(Spatial localization data)
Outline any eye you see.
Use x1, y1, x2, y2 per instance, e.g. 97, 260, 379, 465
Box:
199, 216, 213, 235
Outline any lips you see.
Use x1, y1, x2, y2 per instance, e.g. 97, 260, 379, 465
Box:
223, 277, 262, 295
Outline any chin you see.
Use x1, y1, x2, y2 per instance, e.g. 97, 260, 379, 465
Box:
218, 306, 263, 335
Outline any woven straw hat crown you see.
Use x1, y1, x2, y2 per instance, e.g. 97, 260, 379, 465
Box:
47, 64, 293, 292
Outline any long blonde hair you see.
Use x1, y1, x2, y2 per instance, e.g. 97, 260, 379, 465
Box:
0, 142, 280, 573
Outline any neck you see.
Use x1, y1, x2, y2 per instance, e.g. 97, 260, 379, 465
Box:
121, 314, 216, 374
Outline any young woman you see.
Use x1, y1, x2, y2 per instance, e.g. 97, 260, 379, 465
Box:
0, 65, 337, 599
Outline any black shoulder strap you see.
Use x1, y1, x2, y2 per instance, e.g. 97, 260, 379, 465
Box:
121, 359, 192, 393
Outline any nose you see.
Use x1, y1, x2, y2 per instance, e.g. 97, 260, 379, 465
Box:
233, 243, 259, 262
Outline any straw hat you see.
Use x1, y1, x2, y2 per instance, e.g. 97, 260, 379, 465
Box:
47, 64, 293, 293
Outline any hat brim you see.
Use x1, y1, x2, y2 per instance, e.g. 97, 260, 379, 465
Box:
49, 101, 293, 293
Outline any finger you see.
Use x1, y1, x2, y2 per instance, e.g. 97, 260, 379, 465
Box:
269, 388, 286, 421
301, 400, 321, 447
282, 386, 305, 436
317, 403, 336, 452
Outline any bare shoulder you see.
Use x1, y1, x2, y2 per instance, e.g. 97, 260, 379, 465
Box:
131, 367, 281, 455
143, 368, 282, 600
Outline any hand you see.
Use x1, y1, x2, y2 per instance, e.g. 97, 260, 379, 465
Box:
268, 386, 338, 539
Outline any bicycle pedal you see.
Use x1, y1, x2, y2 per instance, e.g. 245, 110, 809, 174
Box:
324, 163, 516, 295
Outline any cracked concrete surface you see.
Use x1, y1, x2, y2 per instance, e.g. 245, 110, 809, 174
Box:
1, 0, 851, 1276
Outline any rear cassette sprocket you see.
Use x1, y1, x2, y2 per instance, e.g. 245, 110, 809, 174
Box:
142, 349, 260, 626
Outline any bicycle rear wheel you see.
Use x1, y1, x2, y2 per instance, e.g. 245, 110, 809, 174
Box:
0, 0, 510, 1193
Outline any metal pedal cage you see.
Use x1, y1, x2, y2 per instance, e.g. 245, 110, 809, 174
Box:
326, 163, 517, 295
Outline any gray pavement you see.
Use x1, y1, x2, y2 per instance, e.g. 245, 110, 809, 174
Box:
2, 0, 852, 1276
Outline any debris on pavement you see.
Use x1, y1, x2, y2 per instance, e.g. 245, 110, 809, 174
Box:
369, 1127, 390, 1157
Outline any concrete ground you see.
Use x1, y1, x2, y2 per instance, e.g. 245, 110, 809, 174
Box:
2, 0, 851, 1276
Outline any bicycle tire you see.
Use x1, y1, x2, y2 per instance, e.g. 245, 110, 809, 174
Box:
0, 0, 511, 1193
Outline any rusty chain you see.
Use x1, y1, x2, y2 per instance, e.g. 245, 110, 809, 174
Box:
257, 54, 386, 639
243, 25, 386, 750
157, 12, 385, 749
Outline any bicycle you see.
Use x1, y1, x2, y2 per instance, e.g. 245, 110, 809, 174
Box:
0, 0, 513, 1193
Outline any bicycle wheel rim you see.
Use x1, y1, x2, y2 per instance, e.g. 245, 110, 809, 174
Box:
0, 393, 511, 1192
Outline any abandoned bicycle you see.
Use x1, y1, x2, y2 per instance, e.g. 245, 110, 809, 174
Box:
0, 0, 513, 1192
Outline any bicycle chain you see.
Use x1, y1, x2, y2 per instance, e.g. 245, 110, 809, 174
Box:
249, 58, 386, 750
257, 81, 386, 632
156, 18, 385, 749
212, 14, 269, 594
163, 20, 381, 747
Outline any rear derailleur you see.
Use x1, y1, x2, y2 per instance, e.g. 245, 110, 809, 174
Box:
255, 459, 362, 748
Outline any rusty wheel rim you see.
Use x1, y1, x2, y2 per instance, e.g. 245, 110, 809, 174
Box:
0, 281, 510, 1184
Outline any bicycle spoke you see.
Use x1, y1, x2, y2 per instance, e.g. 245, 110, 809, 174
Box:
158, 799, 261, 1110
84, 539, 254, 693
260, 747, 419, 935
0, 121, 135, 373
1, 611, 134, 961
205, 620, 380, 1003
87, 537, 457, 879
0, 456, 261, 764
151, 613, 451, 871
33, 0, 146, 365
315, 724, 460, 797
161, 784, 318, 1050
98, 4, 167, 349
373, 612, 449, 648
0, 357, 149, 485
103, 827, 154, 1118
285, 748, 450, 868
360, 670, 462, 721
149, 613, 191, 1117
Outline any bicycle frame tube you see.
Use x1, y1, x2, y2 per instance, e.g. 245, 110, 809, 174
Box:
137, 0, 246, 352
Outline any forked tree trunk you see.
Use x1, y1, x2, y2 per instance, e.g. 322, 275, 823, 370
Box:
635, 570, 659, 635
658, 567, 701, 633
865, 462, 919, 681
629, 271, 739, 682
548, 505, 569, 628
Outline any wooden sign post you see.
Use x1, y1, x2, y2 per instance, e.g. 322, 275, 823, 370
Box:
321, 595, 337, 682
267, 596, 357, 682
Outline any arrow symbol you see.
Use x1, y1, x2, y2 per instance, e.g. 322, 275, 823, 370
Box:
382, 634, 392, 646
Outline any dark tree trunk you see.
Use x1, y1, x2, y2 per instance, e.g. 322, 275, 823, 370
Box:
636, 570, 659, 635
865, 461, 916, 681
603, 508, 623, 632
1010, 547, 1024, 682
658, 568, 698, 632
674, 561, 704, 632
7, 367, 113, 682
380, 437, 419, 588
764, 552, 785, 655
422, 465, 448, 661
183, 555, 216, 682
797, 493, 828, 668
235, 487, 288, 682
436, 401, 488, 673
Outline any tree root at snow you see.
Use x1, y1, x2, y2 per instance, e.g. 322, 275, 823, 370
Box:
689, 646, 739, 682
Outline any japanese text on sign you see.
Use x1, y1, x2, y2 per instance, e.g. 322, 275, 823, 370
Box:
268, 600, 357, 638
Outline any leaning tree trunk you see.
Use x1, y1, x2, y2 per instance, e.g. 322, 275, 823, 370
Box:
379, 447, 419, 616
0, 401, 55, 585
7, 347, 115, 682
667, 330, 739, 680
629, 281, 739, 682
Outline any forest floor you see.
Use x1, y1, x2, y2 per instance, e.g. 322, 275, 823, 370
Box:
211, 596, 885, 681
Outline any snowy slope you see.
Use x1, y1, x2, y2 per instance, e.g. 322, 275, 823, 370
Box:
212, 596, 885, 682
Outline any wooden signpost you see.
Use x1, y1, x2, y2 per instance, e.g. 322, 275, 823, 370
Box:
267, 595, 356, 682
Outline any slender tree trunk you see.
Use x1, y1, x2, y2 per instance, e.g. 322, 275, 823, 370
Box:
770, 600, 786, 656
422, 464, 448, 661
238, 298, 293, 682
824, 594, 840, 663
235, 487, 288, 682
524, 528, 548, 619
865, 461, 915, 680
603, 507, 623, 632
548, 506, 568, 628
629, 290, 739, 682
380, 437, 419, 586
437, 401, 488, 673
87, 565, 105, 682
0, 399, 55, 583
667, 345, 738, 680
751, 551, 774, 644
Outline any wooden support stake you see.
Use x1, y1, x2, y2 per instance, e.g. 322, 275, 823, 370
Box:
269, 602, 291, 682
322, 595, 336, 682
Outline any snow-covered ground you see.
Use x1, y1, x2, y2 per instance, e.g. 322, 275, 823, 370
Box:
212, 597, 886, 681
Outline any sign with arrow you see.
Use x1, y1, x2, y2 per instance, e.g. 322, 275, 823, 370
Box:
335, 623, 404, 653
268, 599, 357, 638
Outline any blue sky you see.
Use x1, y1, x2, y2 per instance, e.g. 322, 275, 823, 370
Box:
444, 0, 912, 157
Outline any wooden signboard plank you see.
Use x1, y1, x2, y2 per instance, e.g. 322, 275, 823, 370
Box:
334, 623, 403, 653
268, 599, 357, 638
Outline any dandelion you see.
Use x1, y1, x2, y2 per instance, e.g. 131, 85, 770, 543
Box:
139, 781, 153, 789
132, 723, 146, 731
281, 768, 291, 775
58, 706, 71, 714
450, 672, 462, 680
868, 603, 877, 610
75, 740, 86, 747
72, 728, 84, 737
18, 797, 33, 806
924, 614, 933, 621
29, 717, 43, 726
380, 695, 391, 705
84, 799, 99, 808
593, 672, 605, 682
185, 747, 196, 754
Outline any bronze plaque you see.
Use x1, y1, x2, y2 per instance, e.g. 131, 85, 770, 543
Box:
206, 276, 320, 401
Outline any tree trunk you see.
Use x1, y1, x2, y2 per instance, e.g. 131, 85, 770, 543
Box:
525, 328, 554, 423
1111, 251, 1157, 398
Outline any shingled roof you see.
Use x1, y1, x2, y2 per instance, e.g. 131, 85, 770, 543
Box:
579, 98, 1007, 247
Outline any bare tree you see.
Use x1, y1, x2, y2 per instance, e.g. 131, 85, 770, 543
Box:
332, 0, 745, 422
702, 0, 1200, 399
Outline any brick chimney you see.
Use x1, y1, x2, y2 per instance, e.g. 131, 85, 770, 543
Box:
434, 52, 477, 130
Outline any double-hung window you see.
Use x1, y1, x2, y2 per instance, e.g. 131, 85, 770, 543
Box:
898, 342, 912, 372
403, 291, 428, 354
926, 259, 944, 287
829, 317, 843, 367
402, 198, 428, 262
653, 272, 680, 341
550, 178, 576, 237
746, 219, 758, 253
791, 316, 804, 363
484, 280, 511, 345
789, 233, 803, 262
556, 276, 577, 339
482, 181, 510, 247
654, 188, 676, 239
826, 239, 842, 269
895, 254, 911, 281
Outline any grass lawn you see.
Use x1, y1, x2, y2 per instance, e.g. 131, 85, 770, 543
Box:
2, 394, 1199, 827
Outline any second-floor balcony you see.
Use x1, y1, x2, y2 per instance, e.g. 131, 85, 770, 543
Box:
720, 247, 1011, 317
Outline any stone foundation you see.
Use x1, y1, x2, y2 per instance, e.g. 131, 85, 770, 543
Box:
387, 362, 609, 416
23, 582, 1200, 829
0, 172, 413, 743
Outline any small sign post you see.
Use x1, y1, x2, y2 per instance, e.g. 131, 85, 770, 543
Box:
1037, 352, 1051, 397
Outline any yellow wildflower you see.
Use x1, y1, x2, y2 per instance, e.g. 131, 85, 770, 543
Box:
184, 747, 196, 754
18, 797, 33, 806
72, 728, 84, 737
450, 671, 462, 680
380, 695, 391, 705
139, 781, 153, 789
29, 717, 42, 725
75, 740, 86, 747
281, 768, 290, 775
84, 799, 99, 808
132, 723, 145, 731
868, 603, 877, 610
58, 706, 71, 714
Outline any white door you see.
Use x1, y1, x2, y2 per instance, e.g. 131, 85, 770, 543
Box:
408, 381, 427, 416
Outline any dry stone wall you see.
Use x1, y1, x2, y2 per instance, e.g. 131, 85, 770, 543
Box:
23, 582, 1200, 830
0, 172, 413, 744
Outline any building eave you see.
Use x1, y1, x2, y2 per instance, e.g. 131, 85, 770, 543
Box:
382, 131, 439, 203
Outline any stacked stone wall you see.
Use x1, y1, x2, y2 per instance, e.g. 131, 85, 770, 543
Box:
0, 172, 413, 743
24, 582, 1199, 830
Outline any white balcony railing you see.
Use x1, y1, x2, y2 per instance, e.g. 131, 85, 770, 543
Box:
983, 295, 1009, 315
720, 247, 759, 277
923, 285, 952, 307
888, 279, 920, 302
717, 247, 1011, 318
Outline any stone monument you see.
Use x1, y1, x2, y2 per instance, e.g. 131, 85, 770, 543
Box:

**Task:** Whenever "pedal" occurs in a line above, copy that line.

**Finished exercise:**
Outline any bicycle pedal you see.
Outline any metal pedal cage you see.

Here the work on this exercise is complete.